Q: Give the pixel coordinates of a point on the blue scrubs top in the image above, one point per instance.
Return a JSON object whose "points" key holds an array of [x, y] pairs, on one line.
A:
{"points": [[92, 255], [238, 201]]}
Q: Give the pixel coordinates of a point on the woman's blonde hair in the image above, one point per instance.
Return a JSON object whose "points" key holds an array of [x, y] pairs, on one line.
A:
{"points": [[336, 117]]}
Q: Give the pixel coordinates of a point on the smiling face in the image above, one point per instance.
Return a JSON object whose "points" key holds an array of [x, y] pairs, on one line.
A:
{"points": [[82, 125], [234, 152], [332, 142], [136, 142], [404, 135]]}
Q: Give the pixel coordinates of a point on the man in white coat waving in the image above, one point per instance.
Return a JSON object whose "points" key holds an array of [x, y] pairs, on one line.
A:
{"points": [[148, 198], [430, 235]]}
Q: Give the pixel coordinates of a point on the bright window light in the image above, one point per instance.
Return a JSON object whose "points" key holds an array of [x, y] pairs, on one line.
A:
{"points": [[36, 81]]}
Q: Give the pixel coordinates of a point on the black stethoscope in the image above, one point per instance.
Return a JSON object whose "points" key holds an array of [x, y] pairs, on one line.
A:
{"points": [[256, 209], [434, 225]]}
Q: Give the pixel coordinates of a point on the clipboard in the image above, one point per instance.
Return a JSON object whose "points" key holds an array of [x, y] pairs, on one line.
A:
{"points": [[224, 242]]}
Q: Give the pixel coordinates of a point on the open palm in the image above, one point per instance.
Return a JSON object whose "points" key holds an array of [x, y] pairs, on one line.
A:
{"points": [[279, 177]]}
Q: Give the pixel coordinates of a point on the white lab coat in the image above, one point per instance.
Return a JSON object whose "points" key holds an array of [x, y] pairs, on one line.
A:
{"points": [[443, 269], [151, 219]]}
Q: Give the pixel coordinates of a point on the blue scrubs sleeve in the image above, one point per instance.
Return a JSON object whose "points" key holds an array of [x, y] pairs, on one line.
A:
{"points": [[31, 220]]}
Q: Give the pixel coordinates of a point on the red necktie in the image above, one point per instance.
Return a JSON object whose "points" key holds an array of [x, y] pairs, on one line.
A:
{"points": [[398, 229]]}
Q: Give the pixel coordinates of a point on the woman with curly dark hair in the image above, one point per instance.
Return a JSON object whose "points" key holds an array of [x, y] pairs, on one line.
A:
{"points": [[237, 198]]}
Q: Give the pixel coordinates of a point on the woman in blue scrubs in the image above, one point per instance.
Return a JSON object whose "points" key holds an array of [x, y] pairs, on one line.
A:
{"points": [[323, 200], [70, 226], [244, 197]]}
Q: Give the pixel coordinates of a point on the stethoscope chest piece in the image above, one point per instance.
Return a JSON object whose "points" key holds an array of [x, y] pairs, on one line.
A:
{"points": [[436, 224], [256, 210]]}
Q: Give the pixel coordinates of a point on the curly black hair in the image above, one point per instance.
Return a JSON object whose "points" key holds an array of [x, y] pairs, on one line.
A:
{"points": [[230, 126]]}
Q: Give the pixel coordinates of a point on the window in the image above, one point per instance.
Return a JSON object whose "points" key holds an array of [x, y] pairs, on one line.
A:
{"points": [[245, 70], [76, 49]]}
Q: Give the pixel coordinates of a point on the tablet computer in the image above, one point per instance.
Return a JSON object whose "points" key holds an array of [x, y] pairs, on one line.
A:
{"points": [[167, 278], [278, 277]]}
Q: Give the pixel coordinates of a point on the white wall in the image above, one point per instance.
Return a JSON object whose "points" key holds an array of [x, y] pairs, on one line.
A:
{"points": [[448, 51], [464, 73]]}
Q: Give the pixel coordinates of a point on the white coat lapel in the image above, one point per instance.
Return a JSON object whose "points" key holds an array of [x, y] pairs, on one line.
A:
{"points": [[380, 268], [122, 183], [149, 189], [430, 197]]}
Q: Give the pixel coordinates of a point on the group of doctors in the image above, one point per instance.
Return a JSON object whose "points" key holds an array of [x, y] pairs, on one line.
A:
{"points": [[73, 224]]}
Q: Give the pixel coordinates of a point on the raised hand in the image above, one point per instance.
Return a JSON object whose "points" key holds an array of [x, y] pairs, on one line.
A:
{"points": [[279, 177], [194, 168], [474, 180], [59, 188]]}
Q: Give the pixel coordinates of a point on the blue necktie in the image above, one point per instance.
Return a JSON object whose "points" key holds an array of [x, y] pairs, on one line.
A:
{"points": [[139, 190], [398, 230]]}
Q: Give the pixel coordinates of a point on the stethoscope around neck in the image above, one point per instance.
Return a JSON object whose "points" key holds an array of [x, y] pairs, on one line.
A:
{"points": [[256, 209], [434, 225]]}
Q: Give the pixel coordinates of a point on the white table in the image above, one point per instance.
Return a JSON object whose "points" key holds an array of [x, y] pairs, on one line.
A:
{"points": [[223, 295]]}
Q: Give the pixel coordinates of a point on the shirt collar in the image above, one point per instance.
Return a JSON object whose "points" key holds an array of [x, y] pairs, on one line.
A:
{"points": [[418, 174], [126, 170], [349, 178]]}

==

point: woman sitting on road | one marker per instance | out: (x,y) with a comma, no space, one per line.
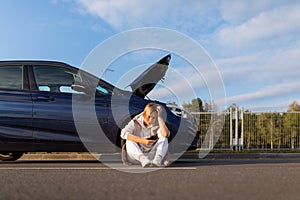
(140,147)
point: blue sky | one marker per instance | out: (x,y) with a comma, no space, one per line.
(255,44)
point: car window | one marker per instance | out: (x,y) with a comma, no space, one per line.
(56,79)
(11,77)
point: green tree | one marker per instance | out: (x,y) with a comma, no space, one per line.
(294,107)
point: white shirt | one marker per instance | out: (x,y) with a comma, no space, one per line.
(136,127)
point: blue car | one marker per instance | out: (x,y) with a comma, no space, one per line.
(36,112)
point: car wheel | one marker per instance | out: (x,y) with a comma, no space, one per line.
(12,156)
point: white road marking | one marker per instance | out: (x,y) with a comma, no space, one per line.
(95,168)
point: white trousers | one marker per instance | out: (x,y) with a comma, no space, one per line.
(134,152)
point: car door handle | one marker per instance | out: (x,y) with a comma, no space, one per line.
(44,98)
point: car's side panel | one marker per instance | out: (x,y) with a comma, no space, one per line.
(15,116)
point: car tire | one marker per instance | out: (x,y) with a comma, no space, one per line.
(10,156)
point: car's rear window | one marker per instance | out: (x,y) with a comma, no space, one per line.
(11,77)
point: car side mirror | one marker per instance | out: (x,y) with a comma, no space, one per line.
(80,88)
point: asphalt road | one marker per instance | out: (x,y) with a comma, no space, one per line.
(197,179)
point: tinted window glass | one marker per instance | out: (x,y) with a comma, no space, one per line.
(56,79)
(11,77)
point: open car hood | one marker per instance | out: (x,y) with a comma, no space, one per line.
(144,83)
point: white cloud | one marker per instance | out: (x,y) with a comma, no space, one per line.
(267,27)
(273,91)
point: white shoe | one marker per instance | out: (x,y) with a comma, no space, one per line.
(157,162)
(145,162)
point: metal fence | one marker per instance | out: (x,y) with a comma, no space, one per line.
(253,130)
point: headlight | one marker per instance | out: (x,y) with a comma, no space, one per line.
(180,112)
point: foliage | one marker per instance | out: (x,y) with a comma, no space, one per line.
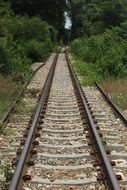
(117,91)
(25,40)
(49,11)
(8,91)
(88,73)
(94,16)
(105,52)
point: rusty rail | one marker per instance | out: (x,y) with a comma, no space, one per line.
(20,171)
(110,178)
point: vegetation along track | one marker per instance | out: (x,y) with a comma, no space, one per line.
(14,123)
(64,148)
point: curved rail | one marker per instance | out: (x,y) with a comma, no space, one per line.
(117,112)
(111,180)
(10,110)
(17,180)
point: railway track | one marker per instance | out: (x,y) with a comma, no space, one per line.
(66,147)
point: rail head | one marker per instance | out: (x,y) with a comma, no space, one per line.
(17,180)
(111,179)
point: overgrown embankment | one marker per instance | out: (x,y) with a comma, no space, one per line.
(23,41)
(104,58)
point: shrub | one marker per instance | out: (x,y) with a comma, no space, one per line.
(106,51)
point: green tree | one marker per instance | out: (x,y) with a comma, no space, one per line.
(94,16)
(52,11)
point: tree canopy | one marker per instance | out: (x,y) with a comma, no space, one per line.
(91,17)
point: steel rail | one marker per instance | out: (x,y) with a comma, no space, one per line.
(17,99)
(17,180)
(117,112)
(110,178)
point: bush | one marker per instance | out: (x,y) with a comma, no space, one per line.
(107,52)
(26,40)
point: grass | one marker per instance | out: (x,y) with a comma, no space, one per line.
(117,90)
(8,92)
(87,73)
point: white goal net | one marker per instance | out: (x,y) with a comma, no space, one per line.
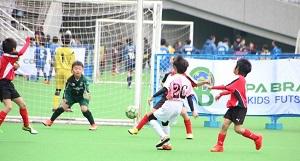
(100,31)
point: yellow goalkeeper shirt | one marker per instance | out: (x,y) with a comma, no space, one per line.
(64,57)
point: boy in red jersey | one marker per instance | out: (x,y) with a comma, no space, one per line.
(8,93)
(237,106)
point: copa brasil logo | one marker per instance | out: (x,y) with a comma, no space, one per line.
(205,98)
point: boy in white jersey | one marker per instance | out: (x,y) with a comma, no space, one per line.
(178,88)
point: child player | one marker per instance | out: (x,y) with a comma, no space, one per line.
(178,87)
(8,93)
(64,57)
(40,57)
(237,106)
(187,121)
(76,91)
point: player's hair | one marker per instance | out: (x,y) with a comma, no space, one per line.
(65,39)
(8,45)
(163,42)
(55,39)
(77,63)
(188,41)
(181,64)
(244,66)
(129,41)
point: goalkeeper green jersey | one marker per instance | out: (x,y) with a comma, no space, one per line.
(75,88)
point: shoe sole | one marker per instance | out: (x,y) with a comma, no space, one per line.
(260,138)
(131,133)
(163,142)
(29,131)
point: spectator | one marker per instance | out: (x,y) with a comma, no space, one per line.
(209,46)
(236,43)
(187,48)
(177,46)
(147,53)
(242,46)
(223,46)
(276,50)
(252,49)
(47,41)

--

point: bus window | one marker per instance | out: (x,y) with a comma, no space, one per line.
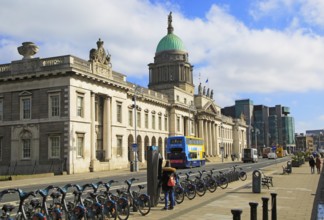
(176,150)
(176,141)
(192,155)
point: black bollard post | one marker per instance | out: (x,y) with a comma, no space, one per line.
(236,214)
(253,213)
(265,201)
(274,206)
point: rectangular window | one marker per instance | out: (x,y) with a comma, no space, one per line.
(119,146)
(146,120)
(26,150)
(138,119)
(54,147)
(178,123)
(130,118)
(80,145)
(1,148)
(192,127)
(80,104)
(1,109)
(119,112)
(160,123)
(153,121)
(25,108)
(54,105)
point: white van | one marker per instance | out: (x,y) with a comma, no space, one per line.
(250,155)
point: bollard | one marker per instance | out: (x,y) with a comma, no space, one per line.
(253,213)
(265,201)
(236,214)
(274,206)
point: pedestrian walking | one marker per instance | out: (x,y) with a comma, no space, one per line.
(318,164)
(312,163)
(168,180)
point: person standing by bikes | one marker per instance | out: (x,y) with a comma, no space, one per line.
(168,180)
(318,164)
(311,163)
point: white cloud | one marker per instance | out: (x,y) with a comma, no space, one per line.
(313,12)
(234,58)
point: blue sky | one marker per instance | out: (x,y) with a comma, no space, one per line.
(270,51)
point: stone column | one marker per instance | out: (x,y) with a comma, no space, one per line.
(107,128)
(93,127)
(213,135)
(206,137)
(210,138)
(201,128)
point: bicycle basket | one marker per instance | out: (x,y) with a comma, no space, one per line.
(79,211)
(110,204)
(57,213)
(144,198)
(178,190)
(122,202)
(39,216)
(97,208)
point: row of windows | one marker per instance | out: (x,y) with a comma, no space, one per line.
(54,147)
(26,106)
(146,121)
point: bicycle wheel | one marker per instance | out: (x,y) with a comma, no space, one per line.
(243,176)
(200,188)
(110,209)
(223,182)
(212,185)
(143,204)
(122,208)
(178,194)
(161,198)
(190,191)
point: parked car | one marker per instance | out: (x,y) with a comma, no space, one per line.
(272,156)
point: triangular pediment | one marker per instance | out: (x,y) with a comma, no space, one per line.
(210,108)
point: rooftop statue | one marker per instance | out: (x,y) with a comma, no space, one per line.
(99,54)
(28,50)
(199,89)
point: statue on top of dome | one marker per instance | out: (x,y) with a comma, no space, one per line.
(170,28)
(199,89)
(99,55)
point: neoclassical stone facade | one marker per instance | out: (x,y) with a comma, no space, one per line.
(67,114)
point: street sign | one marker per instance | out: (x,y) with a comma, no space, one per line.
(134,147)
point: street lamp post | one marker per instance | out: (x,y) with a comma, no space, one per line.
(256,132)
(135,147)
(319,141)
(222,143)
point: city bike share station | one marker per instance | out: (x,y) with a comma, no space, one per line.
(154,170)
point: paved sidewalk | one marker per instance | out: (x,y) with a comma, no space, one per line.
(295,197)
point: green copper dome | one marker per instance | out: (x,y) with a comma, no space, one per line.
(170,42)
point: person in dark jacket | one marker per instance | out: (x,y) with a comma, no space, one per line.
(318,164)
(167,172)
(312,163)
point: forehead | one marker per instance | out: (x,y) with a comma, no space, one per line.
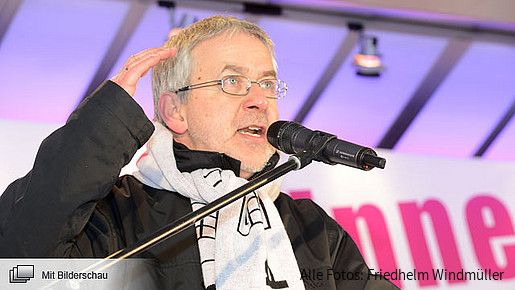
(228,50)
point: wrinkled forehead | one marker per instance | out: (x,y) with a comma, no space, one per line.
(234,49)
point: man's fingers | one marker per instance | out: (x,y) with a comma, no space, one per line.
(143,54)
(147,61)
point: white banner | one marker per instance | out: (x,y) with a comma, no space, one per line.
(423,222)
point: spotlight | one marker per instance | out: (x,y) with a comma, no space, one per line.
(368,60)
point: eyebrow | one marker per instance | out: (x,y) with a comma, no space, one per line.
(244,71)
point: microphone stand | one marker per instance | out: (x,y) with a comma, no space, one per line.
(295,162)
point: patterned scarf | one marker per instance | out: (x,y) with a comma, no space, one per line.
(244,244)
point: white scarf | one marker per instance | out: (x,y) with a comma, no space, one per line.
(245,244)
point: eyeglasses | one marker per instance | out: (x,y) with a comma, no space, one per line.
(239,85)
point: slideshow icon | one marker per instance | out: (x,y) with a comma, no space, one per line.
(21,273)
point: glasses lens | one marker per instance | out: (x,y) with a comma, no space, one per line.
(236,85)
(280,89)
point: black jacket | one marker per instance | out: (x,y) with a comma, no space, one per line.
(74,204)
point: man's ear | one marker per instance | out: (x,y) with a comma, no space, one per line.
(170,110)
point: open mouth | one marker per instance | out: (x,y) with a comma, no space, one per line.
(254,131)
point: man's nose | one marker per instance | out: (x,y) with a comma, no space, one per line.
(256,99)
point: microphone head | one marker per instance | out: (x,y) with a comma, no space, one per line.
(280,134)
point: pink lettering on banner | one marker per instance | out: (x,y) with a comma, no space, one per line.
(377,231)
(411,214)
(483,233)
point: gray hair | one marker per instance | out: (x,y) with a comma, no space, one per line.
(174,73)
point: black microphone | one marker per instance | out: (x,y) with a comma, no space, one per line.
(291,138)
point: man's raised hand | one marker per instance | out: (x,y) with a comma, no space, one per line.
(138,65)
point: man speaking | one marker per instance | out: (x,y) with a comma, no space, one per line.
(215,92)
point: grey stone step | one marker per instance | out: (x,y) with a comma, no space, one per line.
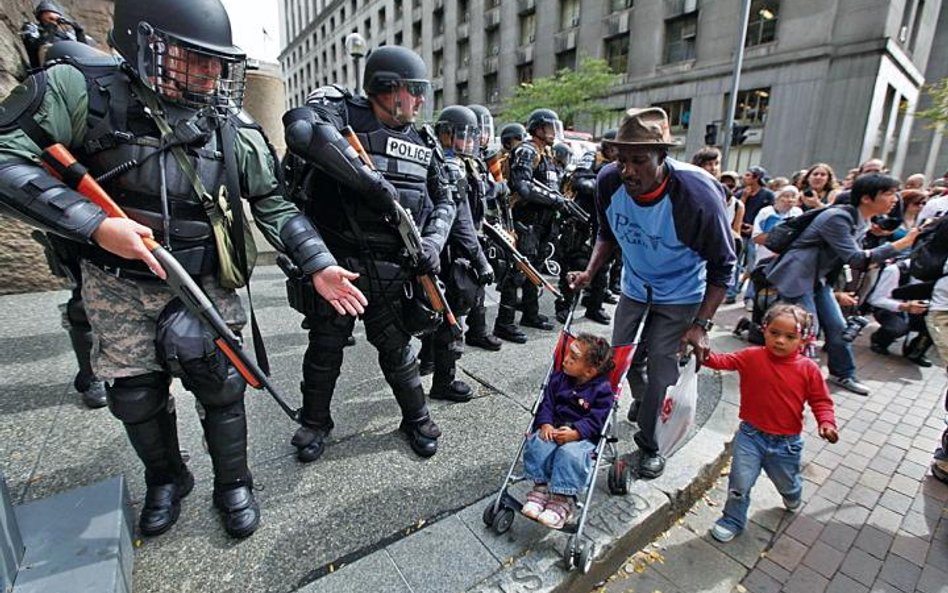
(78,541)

(Exercise details): Tally the lines in the records that hold the word "scrubs". Give only the total.

(Answer to the problem): 3